■ **Dataset rows**:

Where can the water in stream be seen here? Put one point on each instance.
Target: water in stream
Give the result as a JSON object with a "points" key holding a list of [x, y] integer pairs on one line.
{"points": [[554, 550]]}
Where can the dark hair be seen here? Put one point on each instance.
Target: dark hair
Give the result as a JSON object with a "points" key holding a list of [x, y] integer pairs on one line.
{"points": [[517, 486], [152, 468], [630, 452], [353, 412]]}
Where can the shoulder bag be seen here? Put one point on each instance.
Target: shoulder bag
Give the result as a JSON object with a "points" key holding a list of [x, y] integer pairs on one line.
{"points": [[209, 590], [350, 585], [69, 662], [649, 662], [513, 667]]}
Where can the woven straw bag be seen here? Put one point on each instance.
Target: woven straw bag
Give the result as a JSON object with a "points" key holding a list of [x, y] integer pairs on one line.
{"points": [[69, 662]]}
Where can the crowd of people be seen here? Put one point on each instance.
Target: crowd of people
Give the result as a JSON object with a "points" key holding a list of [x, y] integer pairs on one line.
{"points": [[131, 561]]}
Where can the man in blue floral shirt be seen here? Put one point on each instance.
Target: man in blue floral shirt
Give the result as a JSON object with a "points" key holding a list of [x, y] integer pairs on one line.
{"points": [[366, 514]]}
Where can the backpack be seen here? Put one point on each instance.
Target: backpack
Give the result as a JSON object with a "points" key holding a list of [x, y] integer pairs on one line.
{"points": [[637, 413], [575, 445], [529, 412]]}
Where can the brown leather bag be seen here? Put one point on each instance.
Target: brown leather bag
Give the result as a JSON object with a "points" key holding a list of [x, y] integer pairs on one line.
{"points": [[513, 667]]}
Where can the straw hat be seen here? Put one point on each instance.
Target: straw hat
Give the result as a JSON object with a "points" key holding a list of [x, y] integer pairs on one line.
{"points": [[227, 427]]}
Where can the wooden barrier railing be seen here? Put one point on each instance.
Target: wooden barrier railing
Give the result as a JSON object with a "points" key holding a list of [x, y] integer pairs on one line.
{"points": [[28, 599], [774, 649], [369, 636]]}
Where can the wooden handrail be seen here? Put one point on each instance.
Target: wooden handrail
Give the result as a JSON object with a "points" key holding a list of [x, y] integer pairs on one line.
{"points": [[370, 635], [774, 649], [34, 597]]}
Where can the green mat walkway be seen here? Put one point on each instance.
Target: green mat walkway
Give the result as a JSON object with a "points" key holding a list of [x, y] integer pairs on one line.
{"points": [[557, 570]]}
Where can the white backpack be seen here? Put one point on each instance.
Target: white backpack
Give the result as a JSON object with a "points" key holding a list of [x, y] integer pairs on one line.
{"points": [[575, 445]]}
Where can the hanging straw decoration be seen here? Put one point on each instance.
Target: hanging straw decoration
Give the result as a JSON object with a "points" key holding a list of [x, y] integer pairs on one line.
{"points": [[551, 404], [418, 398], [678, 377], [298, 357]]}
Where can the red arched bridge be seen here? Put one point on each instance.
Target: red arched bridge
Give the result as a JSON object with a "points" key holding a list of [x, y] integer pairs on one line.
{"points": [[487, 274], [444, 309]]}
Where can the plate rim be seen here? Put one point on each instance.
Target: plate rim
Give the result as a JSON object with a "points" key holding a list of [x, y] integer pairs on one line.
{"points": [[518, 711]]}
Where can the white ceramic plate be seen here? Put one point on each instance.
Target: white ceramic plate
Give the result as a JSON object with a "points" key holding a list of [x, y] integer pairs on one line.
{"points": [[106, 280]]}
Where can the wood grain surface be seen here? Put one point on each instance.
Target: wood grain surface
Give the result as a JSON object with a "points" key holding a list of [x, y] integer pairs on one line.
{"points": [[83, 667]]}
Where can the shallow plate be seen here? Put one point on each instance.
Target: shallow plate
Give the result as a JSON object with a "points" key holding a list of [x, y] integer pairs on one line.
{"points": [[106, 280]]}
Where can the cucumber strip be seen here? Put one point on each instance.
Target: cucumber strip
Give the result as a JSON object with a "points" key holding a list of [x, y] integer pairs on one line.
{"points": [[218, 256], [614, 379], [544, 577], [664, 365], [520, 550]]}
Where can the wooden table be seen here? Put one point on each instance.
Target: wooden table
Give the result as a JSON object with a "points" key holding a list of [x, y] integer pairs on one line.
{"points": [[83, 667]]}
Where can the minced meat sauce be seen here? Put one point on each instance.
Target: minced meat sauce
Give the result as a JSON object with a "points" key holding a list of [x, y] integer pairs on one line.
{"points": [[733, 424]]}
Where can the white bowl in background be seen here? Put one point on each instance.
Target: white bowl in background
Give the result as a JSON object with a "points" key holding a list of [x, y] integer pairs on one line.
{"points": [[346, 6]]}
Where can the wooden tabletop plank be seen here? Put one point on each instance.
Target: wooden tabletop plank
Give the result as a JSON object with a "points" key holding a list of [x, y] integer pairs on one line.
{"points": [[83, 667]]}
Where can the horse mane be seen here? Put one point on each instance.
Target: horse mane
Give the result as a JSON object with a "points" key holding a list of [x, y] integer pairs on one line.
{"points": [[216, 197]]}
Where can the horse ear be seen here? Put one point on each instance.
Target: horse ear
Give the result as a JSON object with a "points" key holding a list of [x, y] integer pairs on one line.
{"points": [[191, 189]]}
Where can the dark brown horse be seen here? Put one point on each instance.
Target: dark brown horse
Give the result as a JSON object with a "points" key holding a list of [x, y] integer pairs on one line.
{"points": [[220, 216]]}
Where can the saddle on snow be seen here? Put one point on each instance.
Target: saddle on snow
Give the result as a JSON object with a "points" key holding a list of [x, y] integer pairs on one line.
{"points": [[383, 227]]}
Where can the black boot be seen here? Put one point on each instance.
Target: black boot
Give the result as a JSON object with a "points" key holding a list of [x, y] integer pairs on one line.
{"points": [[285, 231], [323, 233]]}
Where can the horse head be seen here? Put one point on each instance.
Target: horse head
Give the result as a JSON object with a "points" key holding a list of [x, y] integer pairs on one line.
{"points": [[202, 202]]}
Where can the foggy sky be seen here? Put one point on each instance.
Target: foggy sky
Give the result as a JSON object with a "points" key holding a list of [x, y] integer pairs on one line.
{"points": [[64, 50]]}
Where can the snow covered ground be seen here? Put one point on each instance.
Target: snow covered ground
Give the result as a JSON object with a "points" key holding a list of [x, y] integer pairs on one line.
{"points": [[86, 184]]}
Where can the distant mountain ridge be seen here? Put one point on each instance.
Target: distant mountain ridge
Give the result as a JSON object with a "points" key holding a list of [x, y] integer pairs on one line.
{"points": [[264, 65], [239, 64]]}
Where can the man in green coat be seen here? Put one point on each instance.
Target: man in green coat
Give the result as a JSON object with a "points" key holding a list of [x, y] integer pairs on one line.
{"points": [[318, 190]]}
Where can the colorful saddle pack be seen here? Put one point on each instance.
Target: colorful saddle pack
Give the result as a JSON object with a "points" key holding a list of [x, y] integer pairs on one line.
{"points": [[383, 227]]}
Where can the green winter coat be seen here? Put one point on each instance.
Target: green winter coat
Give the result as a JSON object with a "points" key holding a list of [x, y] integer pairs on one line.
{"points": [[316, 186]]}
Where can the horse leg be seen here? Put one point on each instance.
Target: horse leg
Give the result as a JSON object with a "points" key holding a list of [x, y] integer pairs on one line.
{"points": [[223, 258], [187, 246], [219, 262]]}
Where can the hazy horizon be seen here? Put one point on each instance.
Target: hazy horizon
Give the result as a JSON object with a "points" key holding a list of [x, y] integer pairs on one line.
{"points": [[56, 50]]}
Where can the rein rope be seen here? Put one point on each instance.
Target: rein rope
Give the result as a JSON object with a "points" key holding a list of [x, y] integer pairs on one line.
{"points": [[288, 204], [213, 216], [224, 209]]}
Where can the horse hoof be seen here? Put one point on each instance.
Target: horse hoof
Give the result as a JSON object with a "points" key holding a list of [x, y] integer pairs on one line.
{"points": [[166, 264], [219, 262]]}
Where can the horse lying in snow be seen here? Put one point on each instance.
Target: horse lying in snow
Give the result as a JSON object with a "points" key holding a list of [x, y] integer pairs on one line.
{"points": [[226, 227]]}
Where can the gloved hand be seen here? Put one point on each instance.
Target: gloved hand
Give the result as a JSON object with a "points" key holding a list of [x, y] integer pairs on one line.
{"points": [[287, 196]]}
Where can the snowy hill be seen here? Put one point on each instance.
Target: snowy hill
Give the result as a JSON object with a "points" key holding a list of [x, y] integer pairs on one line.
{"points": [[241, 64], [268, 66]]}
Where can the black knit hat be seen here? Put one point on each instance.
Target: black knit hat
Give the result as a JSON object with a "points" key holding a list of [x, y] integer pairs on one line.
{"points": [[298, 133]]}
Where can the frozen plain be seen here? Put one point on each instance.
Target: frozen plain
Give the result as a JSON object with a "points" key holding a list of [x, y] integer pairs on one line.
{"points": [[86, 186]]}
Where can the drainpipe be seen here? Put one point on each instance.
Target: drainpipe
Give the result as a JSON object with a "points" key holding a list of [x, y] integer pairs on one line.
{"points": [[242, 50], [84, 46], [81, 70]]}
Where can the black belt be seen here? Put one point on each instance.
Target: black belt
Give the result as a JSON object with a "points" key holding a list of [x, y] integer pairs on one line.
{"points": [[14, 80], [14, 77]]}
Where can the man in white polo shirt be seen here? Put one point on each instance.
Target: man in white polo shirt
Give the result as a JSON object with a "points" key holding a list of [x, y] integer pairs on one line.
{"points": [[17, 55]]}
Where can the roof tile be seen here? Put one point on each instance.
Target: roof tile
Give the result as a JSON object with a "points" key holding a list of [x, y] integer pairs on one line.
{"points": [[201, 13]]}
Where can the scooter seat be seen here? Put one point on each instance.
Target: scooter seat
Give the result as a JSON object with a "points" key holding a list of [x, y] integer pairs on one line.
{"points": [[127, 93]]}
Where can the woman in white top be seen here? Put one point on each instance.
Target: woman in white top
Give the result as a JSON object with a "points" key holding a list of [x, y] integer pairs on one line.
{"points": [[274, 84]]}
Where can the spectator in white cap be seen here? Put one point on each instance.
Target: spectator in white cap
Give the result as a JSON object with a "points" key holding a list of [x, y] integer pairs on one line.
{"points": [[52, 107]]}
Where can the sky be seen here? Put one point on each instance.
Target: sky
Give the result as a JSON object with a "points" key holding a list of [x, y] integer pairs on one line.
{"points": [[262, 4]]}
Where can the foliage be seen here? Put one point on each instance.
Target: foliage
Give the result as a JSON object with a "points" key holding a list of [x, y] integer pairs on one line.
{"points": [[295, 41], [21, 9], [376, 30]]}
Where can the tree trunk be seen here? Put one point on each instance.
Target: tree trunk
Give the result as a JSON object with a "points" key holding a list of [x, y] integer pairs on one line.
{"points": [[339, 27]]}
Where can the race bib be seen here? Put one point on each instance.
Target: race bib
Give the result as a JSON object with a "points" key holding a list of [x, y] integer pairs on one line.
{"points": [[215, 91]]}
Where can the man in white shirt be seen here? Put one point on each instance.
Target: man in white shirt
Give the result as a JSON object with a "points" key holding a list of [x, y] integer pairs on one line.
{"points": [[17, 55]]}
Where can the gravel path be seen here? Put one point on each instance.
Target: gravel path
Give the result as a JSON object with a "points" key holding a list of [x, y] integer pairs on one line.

■ **Exercise prompt**: Lay out the records as a numbered list, from the line holding "Where can the gravel" through the last line of the records, both included. Leave out any blank lines.

■ **Answer to the problem**:
1. Where can the gravel path be seen here? Put one point on each instance.
2. Target: gravel path
3. Give the result as a JSON object with a "points" key holding a list of [x, y] integer pairs on one line.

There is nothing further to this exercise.